** WORK TO COMPLETE **
Reproduce the line containing "Query: chair wooden leg" and every line after it through the end of the records. Include nothing else.

** DATA FOR REVIEW **

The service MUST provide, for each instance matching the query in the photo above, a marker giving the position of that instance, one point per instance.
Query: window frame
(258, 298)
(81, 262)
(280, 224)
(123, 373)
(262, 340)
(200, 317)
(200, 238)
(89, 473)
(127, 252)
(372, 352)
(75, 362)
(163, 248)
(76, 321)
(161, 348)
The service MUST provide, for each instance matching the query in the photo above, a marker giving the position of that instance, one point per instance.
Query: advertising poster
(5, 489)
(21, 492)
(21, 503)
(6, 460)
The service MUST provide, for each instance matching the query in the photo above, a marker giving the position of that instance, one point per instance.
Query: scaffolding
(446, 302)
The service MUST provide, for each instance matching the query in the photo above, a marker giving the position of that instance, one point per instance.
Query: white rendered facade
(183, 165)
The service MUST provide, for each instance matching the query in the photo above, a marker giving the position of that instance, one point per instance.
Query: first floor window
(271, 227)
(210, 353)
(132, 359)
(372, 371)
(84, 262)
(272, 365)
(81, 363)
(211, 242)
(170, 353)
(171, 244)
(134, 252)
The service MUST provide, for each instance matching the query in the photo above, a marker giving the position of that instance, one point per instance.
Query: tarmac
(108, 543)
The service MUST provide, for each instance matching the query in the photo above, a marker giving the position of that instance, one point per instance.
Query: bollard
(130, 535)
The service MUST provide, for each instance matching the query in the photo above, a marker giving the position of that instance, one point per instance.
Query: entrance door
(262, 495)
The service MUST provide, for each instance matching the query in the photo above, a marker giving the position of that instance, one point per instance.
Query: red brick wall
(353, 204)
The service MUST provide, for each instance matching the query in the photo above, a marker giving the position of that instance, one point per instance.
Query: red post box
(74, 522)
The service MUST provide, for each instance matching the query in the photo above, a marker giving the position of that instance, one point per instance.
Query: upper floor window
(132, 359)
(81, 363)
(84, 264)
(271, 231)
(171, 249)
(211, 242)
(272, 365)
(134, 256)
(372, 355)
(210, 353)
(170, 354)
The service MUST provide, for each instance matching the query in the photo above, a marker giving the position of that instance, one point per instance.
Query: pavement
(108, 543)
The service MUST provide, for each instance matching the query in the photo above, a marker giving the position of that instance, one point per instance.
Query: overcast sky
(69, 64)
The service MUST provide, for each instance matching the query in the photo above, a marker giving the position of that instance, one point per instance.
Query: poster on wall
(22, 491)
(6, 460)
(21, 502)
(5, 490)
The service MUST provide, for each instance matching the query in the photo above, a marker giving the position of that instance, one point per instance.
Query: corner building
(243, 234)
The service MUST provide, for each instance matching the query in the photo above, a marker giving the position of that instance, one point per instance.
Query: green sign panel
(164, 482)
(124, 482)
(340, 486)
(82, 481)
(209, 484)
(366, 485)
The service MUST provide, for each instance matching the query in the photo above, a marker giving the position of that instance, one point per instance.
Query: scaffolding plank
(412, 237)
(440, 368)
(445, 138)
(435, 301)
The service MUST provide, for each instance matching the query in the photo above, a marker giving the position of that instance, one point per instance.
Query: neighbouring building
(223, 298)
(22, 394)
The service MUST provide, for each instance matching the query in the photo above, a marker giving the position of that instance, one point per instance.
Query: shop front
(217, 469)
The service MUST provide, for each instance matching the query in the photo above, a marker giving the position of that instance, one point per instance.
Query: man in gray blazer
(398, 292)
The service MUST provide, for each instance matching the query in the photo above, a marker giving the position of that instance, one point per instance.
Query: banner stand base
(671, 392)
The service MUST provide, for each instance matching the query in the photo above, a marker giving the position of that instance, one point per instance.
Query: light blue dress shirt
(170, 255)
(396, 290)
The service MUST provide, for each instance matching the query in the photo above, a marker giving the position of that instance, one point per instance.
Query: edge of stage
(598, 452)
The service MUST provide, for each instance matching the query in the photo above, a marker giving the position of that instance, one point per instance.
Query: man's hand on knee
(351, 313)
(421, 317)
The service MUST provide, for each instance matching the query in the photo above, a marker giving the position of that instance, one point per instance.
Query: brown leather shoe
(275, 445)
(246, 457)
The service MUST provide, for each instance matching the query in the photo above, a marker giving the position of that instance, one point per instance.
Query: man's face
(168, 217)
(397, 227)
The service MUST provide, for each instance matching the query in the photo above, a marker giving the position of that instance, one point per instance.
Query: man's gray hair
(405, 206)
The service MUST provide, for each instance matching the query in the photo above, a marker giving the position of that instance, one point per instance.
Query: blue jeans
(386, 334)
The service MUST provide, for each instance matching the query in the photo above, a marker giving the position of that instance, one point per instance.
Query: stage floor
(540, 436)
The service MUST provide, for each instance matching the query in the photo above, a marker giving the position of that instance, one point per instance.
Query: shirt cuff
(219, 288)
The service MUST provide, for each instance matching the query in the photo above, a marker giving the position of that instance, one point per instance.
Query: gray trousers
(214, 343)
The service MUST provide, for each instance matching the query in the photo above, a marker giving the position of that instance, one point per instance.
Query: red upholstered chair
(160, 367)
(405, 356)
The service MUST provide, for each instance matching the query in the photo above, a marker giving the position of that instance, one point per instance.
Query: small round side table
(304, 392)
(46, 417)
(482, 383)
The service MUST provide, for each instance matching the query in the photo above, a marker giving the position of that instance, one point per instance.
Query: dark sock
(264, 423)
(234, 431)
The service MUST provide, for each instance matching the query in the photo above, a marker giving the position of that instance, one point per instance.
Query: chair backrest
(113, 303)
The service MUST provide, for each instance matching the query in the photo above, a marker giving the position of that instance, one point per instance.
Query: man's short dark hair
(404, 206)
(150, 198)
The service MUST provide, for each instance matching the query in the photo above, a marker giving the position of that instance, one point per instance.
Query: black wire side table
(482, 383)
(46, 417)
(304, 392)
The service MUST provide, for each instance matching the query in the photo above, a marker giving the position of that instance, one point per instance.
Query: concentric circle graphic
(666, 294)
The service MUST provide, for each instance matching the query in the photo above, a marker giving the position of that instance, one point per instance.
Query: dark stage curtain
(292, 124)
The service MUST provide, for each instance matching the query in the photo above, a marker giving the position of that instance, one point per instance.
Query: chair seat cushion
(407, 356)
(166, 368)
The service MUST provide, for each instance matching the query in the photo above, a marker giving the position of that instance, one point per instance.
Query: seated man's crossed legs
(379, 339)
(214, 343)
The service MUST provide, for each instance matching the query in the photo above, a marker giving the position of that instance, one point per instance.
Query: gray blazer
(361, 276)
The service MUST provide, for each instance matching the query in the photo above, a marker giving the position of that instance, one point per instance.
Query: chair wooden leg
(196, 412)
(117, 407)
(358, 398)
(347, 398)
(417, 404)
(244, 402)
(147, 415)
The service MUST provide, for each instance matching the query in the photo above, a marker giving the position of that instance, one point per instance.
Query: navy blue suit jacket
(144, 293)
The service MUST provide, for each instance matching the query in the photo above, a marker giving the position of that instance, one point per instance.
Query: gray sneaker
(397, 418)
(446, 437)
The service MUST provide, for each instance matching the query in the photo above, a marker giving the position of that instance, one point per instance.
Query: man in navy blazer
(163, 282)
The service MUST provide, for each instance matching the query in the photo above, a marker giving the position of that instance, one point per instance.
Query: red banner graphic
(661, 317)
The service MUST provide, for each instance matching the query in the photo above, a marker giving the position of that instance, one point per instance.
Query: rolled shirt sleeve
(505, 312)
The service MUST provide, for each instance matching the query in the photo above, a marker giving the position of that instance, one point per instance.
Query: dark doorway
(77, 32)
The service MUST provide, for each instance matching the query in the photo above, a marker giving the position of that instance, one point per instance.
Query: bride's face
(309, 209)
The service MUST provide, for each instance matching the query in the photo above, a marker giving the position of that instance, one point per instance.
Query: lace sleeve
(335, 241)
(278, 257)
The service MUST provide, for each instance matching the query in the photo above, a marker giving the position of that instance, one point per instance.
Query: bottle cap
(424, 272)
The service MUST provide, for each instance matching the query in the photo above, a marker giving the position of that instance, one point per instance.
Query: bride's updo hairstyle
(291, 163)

** WRITTEN ANSWER **
Query: chair wooden leg
(196, 412)
(117, 407)
(358, 398)
(347, 398)
(417, 404)
(244, 402)
(147, 415)
The service MUST provide, for each instance matching the query in the photo above, a marker giving the position of that instance, one point per instance.
Query: navy blue suit jacket
(144, 293)
The service MUST provide, for each instance matching the query in the photo above, a marker giving the position of that instance, one point per instance.
Query: gray sneaker
(397, 418)
(446, 437)
The service MUST provide, for each instance matching the query in the photo above, a marker giving the position of that instance, one point per instance.
Query: man in navy blazer
(163, 282)
The service MUST provide, for each instance matching the query in the photo above, a marker giving the position of that instance, one point per instance.
Query: red banner graphic
(661, 317)
The service MUST provide, for each instance matching the query in the photo above, a marker giving the position of that instance, one point per instance.
Query: rolled shirt sleeve
(505, 312)
The service MUST provide, for each instance matching the query in the photo above, a marker giving the position of that instance, one point per instance.
Query: dark doorway
(77, 32)
The service MUST provide, for each instance matching the query in the photo above, a marker giving the position of that instance, one point per instance.
Query: bride's face
(309, 209)
The service MUST provide, for each instance matching the query in the photo above, a marker giving the position of that instance, one point per instance.
Query: lace sleeve
(335, 241)
(278, 257)
The service MUST provide, for each instance matching the query in the photo above, a marker giving the position of that instance, one point per instance.
Query: bottle cap
(424, 272)
The service MUST provide, for each instance matching the query in the photo above, a marker giving the position of that instance, one point per instance.
Query: bride's updo hairstyle
(291, 163)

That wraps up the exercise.